+++ Given records
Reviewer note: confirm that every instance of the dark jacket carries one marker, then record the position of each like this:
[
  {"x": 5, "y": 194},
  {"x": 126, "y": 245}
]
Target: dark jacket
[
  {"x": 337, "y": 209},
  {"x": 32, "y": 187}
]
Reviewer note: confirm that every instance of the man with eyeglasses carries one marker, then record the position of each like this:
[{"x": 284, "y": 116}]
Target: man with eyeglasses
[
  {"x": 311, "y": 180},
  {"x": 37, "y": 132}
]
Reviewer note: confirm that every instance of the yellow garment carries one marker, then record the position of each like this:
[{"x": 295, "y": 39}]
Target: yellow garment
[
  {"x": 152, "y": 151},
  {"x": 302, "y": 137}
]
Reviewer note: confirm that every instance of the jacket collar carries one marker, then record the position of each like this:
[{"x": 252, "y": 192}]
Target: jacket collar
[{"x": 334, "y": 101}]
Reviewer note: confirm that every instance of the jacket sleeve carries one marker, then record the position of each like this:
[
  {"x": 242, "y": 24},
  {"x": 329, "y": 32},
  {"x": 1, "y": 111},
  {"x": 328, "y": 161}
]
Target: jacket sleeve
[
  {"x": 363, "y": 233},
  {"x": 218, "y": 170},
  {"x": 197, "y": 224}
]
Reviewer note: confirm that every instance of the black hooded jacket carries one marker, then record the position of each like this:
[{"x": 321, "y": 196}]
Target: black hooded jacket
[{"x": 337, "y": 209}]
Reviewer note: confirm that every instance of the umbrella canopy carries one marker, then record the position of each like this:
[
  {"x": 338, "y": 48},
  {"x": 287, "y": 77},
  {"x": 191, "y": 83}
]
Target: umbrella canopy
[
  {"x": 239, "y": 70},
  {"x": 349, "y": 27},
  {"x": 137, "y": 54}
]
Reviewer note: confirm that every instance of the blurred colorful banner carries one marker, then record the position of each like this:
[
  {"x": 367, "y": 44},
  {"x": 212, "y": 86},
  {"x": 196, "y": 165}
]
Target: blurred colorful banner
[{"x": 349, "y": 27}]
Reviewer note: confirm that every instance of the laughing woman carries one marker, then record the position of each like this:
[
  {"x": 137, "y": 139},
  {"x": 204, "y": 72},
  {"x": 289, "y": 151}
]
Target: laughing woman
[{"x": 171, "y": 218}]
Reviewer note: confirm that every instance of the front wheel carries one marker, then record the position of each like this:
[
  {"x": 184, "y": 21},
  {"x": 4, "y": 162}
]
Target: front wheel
++++++
### Problem statement
Write out the records above again, swapping every "Reviewer note" for "Annotator note" and leaving everything else unchanged.

### Solution for this task
Annotator note: confirm that every instance of the dark jacket carries one marker, then record the position of each like this:
[
  {"x": 5, "y": 194},
  {"x": 126, "y": 245}
]
Target: dark jacket
[
  {"x": 337, "y": 209},
  {"x": 32, "y": 187}
]
Annotator note: confirm that every instance of the man with eyeglasses carries one marker, then record the position of each like this:
[{"x": 284, "y": 116}]
Target: man with eyeglasses
[
  {"x": 311, "y": 180},
  {"x": 37, "y": 132}
]
Annotator note: confirm that every instance of the yellow garment carries one marker, then record the position of each like this:
[{"x": 295, "y": 39}]
Target: yellow garment
[
  {"x": 152, "y": 151},
  {"x": 302, "y": 137}
]
Annotator note: confirm that every instance of the jacket collar carries one marker, then record the position of each like this:
[{"x": 252, "y": 192}]
Target: jacket collar
[{"x": 334, "y": 101}]
Annotator note: confirm that every instance of the jacket sleeve carries one marker, then record the position of each like this:
[
  {"x": 242, "y": 24},
  {"x": 329, "y": 32},
  {"x": 1, "y": 111},
  {"x": 328, "y": 161}
]
Target: jacket sleeve
[
  {"x": 363, "y": 233},
  {"x": 218, "y": 170},
  {"x": 197, "y": 224}
]
Annotator note: confirm that every instance of the black hooded jacket carries one marker, then record the position of each like this:
[{"x": 321, "y": 196}]
Target: black hooded jacket
[{"x": 337, "y": 209}]
Annotator note: confirm that every instance of the umbrella canopy carries one marker, then record the position of each like this:
[
  {"x": 338, "y": 48},
  {"x": 287, "y": 77},
  {"x": 191, "y": 83}
]
Target: umbrella canopy
[
  {"x": 239, "y": 70},
  {"x": 349, "y": 27},
  {"x": 137, "y": 54}
]
Annotator note: confirm that every instance of the blurred colorful banner carries one marker, then record the position of each like this:
[
  {"x": 367, "y": 44},
  {"x": 212, "y": 86},
  {"x": 196, "y": 165}
]
Target: blurred colorful banner
[{"x": 349, "y": 27}]
Annotator note: confirm that every instance of the laughing woman carries one marker, then record the position of each like this:
[
  {"x": 137, "y": 139},
  {"x": 204, "y": 72},
  {"x": 289, "y": 151}
]
Target: laughing woman
[{"x": 171, "y": 218}]
Annotator note: confirm that every instance of the front wheel carries one marker, then record the position of each like this:
[
  {"x": 184, "y": 21},
  {"x": 4, "y": 162}
]
Target: front wheel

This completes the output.